TRECHO DO DOCUMENTO:
Para a competição de 2024, o Comitê Olímpico Brasileiro aumentou de quatro profissionais em 2020, para 10 psicólogos e psiquiatras do esporte para atender os atletas durante as competições. Ao todo, serão 276 brasileiros disputando 48 modalidades olímpicas dentro de uma realidade de mais de 10 mil atletas em que somente metade poderão levar alguma medalha para casa. Varley Costa destaca que esses cenários de sucesso e insucesso devem ser muito bem trabalhados para evitar grandes frustrações e atrapalhar a carreira e a vida pessoal dos atletas.

“Os atletas que estão nas Olimpíadas de 2024 já saíram de seus países deixando milhares de outros competidores nacionais para trás. Já são pessoas extremamente vitoriosas em suas modalidades esportivas. Eles fazem parte de uma elite nacional de cada país. O trabalho da psicologia do esporte é auxiliá-los na gestão de suas emoções, reações e comportamentos, administrar suas expectativas internas e cobranças externas. Todos os atletas sabem que estão representando uma nação, buscando a glória esportiva e que os olhos dos patrocinadores e telespectadores estão voltados para eles”, destaca o pesquisador. 

O acompanhamento psicológico longitudinal e os vários desafios enfrentados nas competições preparatórias (campeonatos nacionais, sul-americanos e mundiais) vão moldando e preparando o atleta para o momento máximo que é as Olímpiadas. Não existe preparação psicológica de última hora, é um trabalho diário e que exige disciplina e constância dos atletas. Só assim eles estarão mais próximos da probabilidade de conseguir atingir suas metas.

Equipe especializada

Pesquisas como as que são realizadas no Lapes são inovadoras no Brasil e ganharam maior visibilidade a partir de megaeventos esportivos realizados em solo nacional, como foi o caso da Copa do Mundo em 2014, Olimpíadas e Paraolimpíadas em 2016, que ampliou a discussão sobre o treinamento psicológico dos atletas e sua saúde mental. 

Recentemente os professores do Lapes foram convidados para colaborar com um capítulo de livro junto com outros pesquisadores internacionais sobre a Saúde Mental de Atletas Olímpicos e Paralímpicos Brasileiros para discutir sobre os jogos. Neste capítulo os docentes, que têm tradição em participar de competições de elite, buscaram sintetizar mais de 30 anos de pesquisas com atletas olímpicos e paralímpicos. “Acredito que dentro de um escopo de universidades nacionais sejamos o laboratório no Brasil que mais enviou professores em delegações brasileiras olímpicas e paraolímpicas do COB e do Comitê Paralímpico Brasileiro (CPB). Esse foi o caso dos professores Franco Noce, que participou das Paraolimpíadas de Atenas (2004), Pequim (2008) e Rio (2016), e do professor Dietmar Samulski, que foi aos Jogos Olímpicos e Paralímpicos de Sidney (2000), Atenas (2004) e Pequim (2008)”, destaca.

ITEM DA TAREFA 1:
Segundo o trecho sobre psicologia do esporte, quantos psicólogos e psiquiatras do esporte o Comitê Olímpico Brasileiro colocou para atender os atletas na competição de 2024?
ITEM DA TAREFA 2:
Por favor, reproduza a parte do trecho sobre psicologia do esporte que começa em "Para a competição" e termina em "pessoal dos atletas.".
As linhas não têm nenhum papel nesta parte.

LINHAS EXTRAÍDAS:
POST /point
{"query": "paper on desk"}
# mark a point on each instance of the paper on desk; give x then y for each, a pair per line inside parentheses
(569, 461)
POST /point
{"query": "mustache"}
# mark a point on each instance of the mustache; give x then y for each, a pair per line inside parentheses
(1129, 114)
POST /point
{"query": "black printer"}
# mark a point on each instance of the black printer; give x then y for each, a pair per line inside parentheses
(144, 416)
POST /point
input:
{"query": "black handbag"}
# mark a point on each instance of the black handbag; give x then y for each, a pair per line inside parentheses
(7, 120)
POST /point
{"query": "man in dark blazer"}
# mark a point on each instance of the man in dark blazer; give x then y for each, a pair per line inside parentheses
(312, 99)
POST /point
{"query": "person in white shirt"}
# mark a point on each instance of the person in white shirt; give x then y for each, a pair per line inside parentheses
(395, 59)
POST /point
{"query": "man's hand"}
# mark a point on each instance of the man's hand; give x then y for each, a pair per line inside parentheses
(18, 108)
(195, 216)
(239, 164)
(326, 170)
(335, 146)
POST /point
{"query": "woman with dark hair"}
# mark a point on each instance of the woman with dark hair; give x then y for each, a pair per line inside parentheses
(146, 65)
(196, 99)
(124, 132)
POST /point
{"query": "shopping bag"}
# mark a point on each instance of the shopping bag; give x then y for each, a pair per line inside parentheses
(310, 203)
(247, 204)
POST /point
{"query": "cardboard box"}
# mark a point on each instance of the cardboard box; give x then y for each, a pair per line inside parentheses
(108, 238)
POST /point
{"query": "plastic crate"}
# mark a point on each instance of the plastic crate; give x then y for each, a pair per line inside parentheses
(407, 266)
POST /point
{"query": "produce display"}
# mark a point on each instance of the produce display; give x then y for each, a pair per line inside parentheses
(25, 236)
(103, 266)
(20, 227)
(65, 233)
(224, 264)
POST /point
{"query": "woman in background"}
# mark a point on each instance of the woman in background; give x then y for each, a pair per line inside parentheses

RESULTADO DA TAREFA 1:
Dez psicólogos e psiquiatras do esporte.

RESULTADO DA TAREFA 2:
Para a competição de 2024, o Comitê Olímpico Brasileiro aumentou de quatro profissionais em 2020, para 10 psicólogos e psiquiatras do esporte para atender os atletas durante as competições. Ao todo, serão 276 brasileiros disputando 48 modalidades olímpicas dentro de uma realidade de mais de 10 mil atletas em que somente metade poderão levar alguma medalha para casa. Varley Costa destaca que esses cenários de sucesso e insucesso devem ser muito bem trabalhados para evitar grandes frustrações e atrapalhar a carreira e a vida pessoal dos atletas.